§ **Data rows**
____________________

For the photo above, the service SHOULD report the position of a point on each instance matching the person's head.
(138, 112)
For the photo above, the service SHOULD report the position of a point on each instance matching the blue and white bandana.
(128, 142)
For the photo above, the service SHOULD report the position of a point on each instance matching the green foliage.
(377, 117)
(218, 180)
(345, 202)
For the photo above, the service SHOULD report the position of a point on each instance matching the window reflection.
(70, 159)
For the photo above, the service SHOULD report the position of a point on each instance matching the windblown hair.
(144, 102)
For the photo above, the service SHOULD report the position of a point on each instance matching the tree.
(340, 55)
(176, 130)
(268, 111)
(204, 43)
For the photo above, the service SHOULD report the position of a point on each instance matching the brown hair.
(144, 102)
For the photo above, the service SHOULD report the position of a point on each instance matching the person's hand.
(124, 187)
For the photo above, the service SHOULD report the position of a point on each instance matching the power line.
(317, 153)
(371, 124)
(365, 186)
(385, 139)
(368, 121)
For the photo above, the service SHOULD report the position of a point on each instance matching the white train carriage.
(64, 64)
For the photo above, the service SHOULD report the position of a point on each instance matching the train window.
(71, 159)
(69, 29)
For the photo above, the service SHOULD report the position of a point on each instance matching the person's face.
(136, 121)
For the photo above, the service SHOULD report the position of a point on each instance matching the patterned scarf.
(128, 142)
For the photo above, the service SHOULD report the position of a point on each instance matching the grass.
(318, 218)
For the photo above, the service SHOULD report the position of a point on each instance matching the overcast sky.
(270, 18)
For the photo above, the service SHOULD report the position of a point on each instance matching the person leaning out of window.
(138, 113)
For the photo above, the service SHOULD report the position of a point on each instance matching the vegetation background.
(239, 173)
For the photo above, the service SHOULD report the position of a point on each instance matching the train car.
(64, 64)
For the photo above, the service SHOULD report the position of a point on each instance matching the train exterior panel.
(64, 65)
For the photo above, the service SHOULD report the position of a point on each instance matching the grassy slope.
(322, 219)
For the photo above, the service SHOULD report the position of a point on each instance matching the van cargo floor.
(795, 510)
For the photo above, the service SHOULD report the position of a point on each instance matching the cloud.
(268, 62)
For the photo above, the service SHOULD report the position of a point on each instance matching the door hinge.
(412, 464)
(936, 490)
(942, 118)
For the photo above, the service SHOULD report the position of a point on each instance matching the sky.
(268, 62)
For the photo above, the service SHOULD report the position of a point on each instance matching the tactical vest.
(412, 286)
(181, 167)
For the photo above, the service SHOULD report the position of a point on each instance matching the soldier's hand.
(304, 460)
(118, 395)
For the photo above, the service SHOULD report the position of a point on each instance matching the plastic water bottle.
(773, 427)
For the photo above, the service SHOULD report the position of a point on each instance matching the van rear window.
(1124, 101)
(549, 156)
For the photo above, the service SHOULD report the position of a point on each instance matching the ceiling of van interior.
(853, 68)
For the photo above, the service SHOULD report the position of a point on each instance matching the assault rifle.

____________________

§ **Stated exercise**
Look above for the line containing "the vegetation background."; copy from it through the last line, exactly, and nothing more.

§ **Correct answer**
For the photo above, the service SHOULD report the position of a point on each instance matching the vegetation background.
(239, 173)
For the photo above, the service SHOULD report the position of a point on each instance matching the train car.
(64, 64)
For the photo above, the service SHOULD report the position of a point on each instance matching the train exterior panel.
(64, 65)
For the photo above, the service SHOULD report the position of a point on each instance matching the grassy slope.
(322, 219)
For the photo above, the service SHOULD report the position of a point on each instance matching the van cargo floor.
(795, 510)
For the photo above, the service SHOULD report the position of a point on each instance matching the cloud.
(268, 62)
For the photo above, the service SHOULD report the position of a point on each instance matching the door hinge.
(412, 464)
(936, 490)
(942, 118)
For the photo above, the service SHOULD report the position of a point on each instance matching the sky.
(268, 62)
For the photo above, the service SHOULD report the position of a point on each instance matching the tactical vest.
(412, 286)
(181, 167)
For the photo above, the service SHOULD report the position of a point on each instance matching the soldier's hand.
(304, 460)
(118, 395)
For the photo above, the service SHOULD report the position of a point on each instance matching the plastic water bottle.
(773, 427)
For the photo above, the service SHOULD report the position of a point on each instance matching the van rear window.
(1124, 101)
(549, 156)
For the photo above, the service SHOULD report the position of a point on each instance matching the ceiling of van interior.
(853, 68)
For the photo above, the service SHOULD report the position of a point on each instance matching the assault rifle.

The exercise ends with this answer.